- [WHAT YOU SHOULD DO]: Every line below should be repeated exactly as written.

SUPPLIED DATA START

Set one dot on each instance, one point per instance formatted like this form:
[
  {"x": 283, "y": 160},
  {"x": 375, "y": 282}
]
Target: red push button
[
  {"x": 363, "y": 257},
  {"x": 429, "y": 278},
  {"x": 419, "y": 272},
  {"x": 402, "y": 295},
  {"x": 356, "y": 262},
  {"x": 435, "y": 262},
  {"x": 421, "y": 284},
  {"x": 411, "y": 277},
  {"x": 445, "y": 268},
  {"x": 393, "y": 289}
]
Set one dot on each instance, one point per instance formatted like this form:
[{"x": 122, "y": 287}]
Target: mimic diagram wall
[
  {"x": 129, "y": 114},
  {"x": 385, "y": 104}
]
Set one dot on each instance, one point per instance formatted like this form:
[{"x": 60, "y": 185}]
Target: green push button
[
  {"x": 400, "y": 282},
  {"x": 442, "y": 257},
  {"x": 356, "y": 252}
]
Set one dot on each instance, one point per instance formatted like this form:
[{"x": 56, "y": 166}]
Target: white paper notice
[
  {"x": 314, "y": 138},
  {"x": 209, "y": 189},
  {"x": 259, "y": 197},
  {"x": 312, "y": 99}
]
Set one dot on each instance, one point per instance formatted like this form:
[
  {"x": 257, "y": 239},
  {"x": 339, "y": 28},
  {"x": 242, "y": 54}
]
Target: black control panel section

SUPPLIED DATA END

- [RESPONSE TO THIS EXERCISE]:
Set one dot on each instance, one point per instance formatted like this form:
[
  {"x": 283, "y": 160},
  {"x": 375, "y": 282}
]
Target: red push button
[
  {"x": 363, "y": 257},
  {"x": 429, "y": 278},
  {"x": 419, "y": 272},
  {"x": 402, "y": 295},
  {"x": 356, "y": 262},
  {"x": 435, "y": 262},
  {"x": 421, "y": 284},
  {"x": 411, "y": 277},
  {"x": 445, "y": 268},
  {"x": 393, "y": 289}
]
Set one dot on each instance, one point per instance formatted like this form:
[{"x": 122, "y": 287}]
Target: mimic diagram wall
[
  {"x": 129, "y": 114},
  {"x": 385, "y": 104}
]
Set one dot on each instance, one point per instance formatted like this form:
[{"x": 60, "y": 185}]
Target: green push button
[
  {"x": 400, "y": 282},
  {"x": 442, "y": 257},
  {"x": 356, "y": 252}
]
Set one dot on each instance, one point per instance formatted like this form:
[{"x": 56, "y": 166}]
Target: white paper notice
[
  {"x": 314, "y": 138},
  {"x": 209, "y": 189},
  {"x": 259, "y": 197},
  {"x": 312, "y": 99}
]
Set one dot on each instance, one point per instance formatted like this form:
[
  {"x": 257, "y": 239},
  {"x": 339, "y": 28},
  {"x": 242, "y": 54}
]
Target: black control panel section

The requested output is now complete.